- [Task to complete]
Repeat every line of the material, character for character.

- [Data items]
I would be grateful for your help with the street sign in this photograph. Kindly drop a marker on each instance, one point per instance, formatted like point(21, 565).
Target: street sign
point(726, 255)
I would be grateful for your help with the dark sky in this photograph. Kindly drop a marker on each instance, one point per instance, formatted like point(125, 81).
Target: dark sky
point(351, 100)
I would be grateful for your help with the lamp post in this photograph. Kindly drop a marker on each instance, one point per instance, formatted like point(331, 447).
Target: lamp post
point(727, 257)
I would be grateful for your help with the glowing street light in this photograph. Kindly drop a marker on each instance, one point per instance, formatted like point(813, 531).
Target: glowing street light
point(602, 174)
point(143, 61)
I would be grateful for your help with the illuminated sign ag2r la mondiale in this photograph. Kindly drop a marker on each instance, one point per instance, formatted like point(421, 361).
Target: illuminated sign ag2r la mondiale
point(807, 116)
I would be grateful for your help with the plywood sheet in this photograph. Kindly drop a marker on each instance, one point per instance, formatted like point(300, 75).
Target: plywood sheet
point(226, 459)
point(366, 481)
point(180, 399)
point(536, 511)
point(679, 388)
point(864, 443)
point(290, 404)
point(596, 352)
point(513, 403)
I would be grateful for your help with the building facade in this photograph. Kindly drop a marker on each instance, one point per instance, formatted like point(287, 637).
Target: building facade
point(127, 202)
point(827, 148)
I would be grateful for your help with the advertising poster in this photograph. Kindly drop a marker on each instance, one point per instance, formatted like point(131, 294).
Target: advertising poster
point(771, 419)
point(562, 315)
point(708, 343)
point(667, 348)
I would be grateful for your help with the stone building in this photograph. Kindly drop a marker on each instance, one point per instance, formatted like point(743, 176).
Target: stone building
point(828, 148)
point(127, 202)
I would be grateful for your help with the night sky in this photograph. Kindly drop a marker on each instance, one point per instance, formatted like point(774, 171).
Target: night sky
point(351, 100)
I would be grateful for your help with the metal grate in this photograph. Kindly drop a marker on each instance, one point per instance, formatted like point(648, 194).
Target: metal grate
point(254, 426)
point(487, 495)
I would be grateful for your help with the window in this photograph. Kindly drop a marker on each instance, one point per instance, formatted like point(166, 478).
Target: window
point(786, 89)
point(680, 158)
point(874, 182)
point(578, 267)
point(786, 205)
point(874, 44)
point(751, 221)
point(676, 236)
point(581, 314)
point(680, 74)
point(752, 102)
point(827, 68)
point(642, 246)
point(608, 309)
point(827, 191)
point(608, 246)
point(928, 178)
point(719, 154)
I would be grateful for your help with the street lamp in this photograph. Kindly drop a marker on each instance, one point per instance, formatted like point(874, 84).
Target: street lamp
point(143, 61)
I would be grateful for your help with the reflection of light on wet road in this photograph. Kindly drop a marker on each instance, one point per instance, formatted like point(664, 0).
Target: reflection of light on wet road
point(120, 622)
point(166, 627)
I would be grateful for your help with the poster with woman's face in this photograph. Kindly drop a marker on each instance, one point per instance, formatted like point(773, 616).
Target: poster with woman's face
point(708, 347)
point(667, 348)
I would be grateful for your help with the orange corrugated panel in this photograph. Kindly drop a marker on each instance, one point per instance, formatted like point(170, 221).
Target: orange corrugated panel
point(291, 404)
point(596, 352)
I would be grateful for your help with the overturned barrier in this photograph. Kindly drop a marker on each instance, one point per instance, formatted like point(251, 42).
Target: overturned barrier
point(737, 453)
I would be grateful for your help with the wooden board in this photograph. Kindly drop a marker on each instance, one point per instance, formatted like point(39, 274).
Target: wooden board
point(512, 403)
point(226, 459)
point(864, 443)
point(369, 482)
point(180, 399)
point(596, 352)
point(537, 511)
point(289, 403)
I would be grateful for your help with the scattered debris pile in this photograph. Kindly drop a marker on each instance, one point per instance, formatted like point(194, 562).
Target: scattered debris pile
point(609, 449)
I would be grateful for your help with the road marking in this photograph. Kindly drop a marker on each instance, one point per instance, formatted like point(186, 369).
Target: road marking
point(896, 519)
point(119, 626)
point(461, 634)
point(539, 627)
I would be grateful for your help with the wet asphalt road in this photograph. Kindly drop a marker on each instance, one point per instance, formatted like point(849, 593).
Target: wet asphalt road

- [The output]
I would be grateful for your help with the street sign in this photograph. Kindly drop a marker on each instance, one point per instance, formatted like point(21, 565).
Target: street sign
point(726, 255)
I would be grateful for your help with the dark sky in this photograph. Kindly drop a marker on each instance, one point per instance, formatted like point(125, 81).
Target: dark sky
point(351, 100)
I would be grateful for your help with the lamp post in this photograph. Kindly drop a marker on each instance, one point per instance, formatted like point(331, 447).
Target: lamp post
point(727, 257)
I would be grateful for your help with the glowing street light in this photograph. Kindly drop a marker on each instance, one point per instance, formatted like point(813, 531).
Target: glowing street light
point(602, 174)
point(143, 61)
I would be grateful for your help with the illuminated sign ag2r la mondiale in this photograph. Kindly drop a marker on each instance, one point per instance, formatted like point(421, 361).
Target: illuminated sign ag2r la mondiale
point(807, 116)
I would be grateful for your help with the plywood sheet in this photograph. Kindly drop a marker on each instance, one point per instance, formatted like point(300, 75).
Target: plywood sheet
point(226, 459)
point(366, 481)
point(180, 399)
point(536, 511)
point(679, 388)
point(864, 443)
point(290, 404)
point(596, 352)
point(513, 403)
I would be grateful for your help with the building facade in this photograph. Kindly drop a marker on each instance, one point per instance, formatted like point(287, 637).
Target: building facade
point(127, 202)
point(827, 148)
I would be grateful for your help with the advertising poster in this photograph. Kindly drop a marker on each instance, one point per instance, formatted like point(131, 294).
Target: advertising poster
point(771, 419)
point(562, 315)
point(708, 343)
point(667, 348)
I would be grateful for your help with the stone building in this photograph. Kindly drop a marker on each instance, one point per instance, formatted like point(743, 176).
Target: stone building
point(828, 148)
point(127, 202)
I would be grateful for your help with the night sky in this photograph. Kindly drop a marker on each instance, one point per instance, formatted like point(774, 171).
Target: night sky
point(351, 100)
I would be grateful for your help with the metal grate in this photograph. Kindly drop a marker on each instance, one point per instance, formatted like point(648, 194).
Target: metal grate
point(254, 426)
point(487, 495)
I would be grateful for your help with the window in this photograph. Kindly drop a marker on each instance, one point per instance, formatted like point(166, 478).
Target: window
point(786, 89)
point(680, 158)
point(874, 182)
point(578, 267)
point(786, 205)
point(874, 44)
point(751, 221)
point(676, 236)
point(581, 314)
point(680, 74)
point(752, 102)
point(827, 68)
point(642, 246)
point(608, 309)
point(827, 191)
point(608, 246)
point(928, 178)
point(719, 154)
I would be grateful for your help with the street lamp in this photograph. Kindly drop a marker on each instance, one point per instance, formatted like point(874, 84).
Target: street lamp
point(143, 61)
I would be grateful for your help with the reflection of light on wet road in this photograph. Kindly drop a marker on each instance, one point per instance, formatted like point(664, 0).
Target: reflection of light on wet road
point(120, 622)
point(166, 627)
I would be grateful for your help with the poster with woman's face in this photograph. Kindly drop a marker on each instance, one point per instance, formatted like point(773, 616).
Target: poster with woman's face
point(708, 347)
point(667, 348)
I would be grateful for your help with the orange corrugated panel in this photograph. Kindly drop a marker on each instance, one point per instance, formatted like point(170, 221).
Target: orange corrugated panel
point(291, 404)
point(596, 352)
I would be grateful for your help with the overturned barrier in this photograph. Kindly drop a marker on each instance, one point per instance, formatted like point(251, 42).
Target: overturned barrier
point(737, 453)
I would be grateful for your help with the wooden board in this photograph. Kindly drop a marker on each instance, one point per instance, formatted like point(39, 274).
Target: wooden board
point(512, 403)
point(226, 459)
point(864, 443)
point(369, 482)
point(180, 399)
point(596, 352)
point(537, 511)
point(289, 403)
I would be grateful for your help with the scattered debris pile in this photograph. Kindly drop a marker on each instance, one point per instance, formatted like point(194, 562).
Target: scattered debris pile
point(609, 449)
I would be grateful for your help with the road marking in this photograph. Kindly drop a marker on each instance, one point per instance, formatted like point(186, 369).
Target: road marking
point(896, 519)
point(119, 626)
point(461, 634)
point(539, 627)
I would be grateful for your help with the wet asphalt road in this photograph. Kindly drop a marker on each instance, one point per instance, formatted like point(849, 593).
Target: wet asphalt road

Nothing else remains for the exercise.